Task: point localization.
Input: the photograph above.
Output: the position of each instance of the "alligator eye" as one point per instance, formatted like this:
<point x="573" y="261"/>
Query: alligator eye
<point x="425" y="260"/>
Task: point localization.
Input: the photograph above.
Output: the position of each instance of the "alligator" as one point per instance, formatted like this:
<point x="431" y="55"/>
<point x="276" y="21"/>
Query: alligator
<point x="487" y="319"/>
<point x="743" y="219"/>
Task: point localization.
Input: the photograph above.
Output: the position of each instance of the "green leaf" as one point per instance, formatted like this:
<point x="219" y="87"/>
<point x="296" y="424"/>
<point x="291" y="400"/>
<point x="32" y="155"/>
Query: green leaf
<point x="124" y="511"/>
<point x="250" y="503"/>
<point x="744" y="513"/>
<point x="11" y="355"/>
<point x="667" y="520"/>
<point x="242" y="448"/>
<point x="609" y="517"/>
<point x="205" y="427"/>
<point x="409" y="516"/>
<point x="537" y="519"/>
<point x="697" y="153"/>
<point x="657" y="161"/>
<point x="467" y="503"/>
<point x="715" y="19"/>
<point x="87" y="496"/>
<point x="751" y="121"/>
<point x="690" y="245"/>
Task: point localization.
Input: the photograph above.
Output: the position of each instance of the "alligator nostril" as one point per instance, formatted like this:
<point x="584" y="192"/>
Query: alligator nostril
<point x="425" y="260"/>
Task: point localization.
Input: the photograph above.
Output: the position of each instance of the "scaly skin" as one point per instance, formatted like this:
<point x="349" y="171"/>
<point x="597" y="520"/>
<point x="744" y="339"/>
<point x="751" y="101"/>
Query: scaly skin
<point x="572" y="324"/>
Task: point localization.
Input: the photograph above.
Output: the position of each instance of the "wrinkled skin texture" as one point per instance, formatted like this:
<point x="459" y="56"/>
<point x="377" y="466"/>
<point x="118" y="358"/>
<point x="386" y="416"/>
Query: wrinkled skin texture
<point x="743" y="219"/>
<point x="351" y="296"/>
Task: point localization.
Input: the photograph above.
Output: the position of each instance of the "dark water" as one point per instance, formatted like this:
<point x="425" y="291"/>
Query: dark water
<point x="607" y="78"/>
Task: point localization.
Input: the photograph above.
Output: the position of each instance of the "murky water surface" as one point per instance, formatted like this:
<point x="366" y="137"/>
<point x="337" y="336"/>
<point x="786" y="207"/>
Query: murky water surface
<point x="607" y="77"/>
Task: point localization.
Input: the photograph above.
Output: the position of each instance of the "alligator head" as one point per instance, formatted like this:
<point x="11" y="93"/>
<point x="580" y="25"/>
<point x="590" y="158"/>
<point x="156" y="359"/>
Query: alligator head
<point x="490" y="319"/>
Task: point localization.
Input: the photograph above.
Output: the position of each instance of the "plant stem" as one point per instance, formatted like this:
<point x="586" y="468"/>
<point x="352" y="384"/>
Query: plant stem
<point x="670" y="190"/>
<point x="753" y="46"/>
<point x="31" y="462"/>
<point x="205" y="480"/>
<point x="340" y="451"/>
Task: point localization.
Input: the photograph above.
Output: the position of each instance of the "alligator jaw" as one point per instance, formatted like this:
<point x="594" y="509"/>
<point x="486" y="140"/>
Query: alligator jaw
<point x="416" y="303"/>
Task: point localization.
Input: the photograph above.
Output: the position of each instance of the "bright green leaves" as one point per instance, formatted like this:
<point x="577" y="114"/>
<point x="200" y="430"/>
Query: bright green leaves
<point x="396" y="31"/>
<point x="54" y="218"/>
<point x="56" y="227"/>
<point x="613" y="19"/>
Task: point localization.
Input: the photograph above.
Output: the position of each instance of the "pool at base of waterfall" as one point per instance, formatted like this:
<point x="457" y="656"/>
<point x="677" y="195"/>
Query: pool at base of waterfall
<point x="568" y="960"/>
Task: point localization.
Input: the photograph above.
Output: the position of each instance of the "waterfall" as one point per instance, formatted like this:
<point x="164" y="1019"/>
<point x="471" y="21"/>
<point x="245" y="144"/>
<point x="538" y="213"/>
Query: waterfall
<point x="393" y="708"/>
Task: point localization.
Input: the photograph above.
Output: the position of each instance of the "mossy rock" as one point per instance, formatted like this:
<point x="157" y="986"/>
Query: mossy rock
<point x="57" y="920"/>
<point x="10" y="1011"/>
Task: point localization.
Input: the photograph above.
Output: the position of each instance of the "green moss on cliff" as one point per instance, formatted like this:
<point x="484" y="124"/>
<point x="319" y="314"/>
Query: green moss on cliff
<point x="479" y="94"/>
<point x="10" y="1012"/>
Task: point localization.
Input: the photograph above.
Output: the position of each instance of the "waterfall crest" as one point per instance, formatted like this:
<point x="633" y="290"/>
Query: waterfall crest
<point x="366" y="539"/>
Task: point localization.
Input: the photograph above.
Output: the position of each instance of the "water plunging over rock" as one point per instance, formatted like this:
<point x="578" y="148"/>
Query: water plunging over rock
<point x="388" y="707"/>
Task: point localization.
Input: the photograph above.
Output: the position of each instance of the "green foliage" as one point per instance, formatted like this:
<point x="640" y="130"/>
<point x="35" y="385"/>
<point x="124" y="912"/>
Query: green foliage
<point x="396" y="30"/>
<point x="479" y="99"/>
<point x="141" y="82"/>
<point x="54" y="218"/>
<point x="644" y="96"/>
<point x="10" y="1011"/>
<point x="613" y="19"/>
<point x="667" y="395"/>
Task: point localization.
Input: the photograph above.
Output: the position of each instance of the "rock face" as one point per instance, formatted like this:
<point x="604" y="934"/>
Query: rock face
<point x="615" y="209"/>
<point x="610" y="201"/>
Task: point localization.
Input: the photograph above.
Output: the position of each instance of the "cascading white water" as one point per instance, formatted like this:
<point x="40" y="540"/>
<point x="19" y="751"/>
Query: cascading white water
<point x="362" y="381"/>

---

• TASK BRIEF: Using the exact wording, transcribe all the records above.

• RESULT OF THE TASK:
Task: point localization.
Input: the photograph above.
Output: the position of each instance of the "alligator eye" as one point per instance, formatted like this:
<point x="573" y="261"/>
Query: alligator eye
<point x="425" y="260"/>
Task: point localization.
Input: the photograph above.
Output: the position of each instance of the "alligator" as one point per instance, formatted like this:
<point x="431" y="55"/>
<point x="276" y="21"/>
Query: alligator
<point x="487" y="319"/>
<point x="743" y="219"/>
Task: point localization.
Input: the photograph above.
Output: the position of each instance of the "green leaf" as one point per instance, formatted like this:
<point x="219" y="87"/>
<point x="296" y="424"/>
<point x="291" y="400"/>
<point x="32" y="155"/>
Query: green leaf
<point x="124" y="511"/>
<point x="250" y="503"/>
<point x="744" y="513"/>
<point x="11" y="355"/>
<point x="667" y="520"/>
<point x="242" y="448"/>
<point x="609" y="517"/>
<point x="205" y="427"/>
<point x="409" y="516"/>
<point x="537" y="519"/>
<point x="697" y="153"/>
<point x="657" y="161"/>
<point x="467" y="503"/>
<point x="715" y="19"/>
<point x="87" y="496"/>
<point x="751" y="121"/>
<point x="690" y="245"/>
Task: point localization.
Input: the photograph above.
Output: the position of each instance of the "alligator nostril" as one point per instance, formatted like this:
<point x="584" y="192"/>
Query: alligator nostril
<point x="425" y="260"/>
Task: point localization.
Input: the photograph above.
Output: the position of each instance of the "scaly skin" as one point per instance, formatted like this:
<point x="349" y="171"/>
<point x="597" y="520"/>
<point x="744" y="339"/>
<point x="751" y="101"/>
Query: scaly skin
<point x="572" y="324"/>
Task: point localization.
Input: the photograph above.
Output: the position of each instance of the "wrinkled skin texture" as one point per instance, formatted like this:
<point x="459" y="56"/>
<point x="377" y="466"/>
<point x="118" y="358"/>
<point x="386" y="416"/>
Query: wrinkled skin texture
<point x="743" y="219"/>
<point x="351" y="296"/>
Task: point localization.
Input: the photograph above.
Output: the position of each instance of the "dark water" as one point per instance, formatted like this:
<point x="425" y="291"/>
Query: dark water
<point x="607" y="78"/>
Task: point localization.
Input: the photograph above.
Output: the position of each instance of the "murky water surface" as one point per instance, formatted like this:
<point x="366" y="137"/>
<point x="337" y="336"/>
<point x="786" y="207"/>
Query: murky water surface
<point x="607" y="77"/>
Task: point localization.
Input: the photograph above.
Output: the position of each instance of the "alligator head" as one point per instance, formatted like this:
<point x="11" y="93"/>
<point x="580" y="25"/>
<point x="590" y="158"/>
<point x="156" y="359"/>
Query: alligator head
<point x="490" y="319"/>
Task: point localization.
Input: the photograph above.
Output: the position of each instance of the "plant stem" as one point per instance, formatted like this:
<point x="586" y="468"/>
<point x="352" y="384"/>
Query: plant stem
<point x="670" y="190"/>
<point x="753" y="46"/>
<point x="31" y="462"/>
<point x="205" y="480"/>
<point x="340" y="451"/>
Task: point localization.
Input: the photograph above.
Output: the position of each instance of the "alligator jaw" as one point per instance, formatted like this:
<point x="594" y="509"/>
<point x="486" y="140"/>
Query: alligator jaw
<point x="416" y="303"/>
Task: point localization.
Input: the photograph above.
Output: the position of each instance of the "bright green leaves" as one point per instance, formatted like this:
<point x="577" y="114"/>
<point x="200" y="430"/>
Query: bright green leaves
<point x="396" y="31"/>
<point x="54" y="218"/>
<point x="56" y="227"/>
<point x="613" y="19"/>
Task: point localization.
Input: the photograph above.
Output: the position of each instance of the "pool at base of waterfall" as one point per instance, formatted like this:
<point x="457" y="656"/>
<point x="677" y="195"/>
Query: pool at base of waterfall
<point x="568" y="960"/>
Task: point localization.
Input: the photograph above.
Output: the position of each instance of the "waterfall" as one point per instance, formatted like this:
<point x="164" y="1019"/>
<point x="471" y="21"/>
<point x="245" y="144"/>
<point x="538" y="213"/>
Query: waterfall
<point x="393" y="708"/>
Task: point localization.
Input: the photograph above.
Output: the position of each instance of the "mossy rock" as one point per instance, formatted like this:
<point x="157" y="986"/>
Query: mossy rock
<point x="57" y="920"/>
<point x="10" y="1011"/>
Task: point localization.
Input: the photograph above.
Output: the position of each instance of the "green moss on cliff" as one point per instance, formatted like this:
<point x="484" y="124"/>
<point x="319" y="314"/>
Query: green moss on cliff
<point x="479" y="94"/>
<point x="10" y="1012"/>
Task: point localization.
Input: the photograph above.
Output: the position of each instance of the "waterfall crest" as one point per instance, formatted like this:
<point x="633" y="290"/>
Query: waterfall crest
<point x="366" y="539"/>
Task: point localization.
Input: the photograph above.
Output: the position of each instance of the "water plunging over rock" as one point per instance, formatted like this:
<point x="578" y="148"/>
Query: water plunging over rock
<point x="388" y="707"/>
Task: point localization.
Input: the photograph above.
Output: the position of each instance of the "green foliage" as one point per instance, formatted like this:
<point x="640" y="130"/>
<point x="35" y="385"/>
<point x="124" y="912"/>
Query: green foliage
<point x="396" y="30"/>
<point x="479" y="99"/>
<point x="141" y="82"/>
<point x="54" y="218"/>
<point x="644" y="96"/>
<point x="10" y="1011"/>
<point x="613" y="19"/>
<point x="667" y="395"/>
Task: point localization.
Input: the photograph above.
Output: the position of each instance of the "rock face" as one point per instance, formatted like this:
<point x="604" y="934"/>
Query: rock face
<point x="615" y="209"/>
<point x="610" y="201"/>
Task: point localization.
Input: the photograph above.
Output: the position of each instance of the "cascading white water" as one point per instance, formatted like this:
<point x="40" y="540"/>
<point x="19" y="751"/>
Query: cascading white water
<point x="362" y="381"/>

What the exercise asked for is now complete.